Aim of the task:
I'd like every entry transcribed word for word, with no pictures.

(Stored data entries)
- - - - -

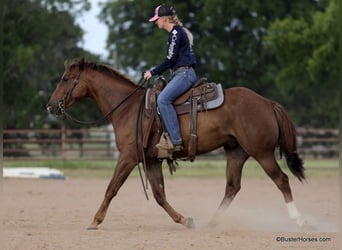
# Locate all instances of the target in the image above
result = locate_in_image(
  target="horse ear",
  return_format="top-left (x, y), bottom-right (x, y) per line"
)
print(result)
top-left (79, 58), bottom-right (85, 70)
top-left (64, 59), bottom-right (69, 69)
top-left (64, 59), bottom-right (71, 69)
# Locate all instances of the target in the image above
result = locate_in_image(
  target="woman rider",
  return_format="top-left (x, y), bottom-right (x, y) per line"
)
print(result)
top-left (143, 4), bottom-right (197, 153)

- - - - -

Output for this exercise:
# Locate all instances of the target in the image above
result = locate_in_image(
  target="horse ear",
  return_format="top-left (x, y), bottom-right (x, y) per line"
)
print(result)
top-left (79, 58), bottom-right (85, 70)
top-left (64, 59), bottom-right (69, 69)
top-left (64, 59), bottom-right (71, 69)
# Locate all instances of the target in the image above
result = locate_in_image(
  target="woman rider",
  return_format="top-left (x, y), bottom-right (x, y) per line"
)
print(result)
top-left (143, 4), bottom-right (197, 153)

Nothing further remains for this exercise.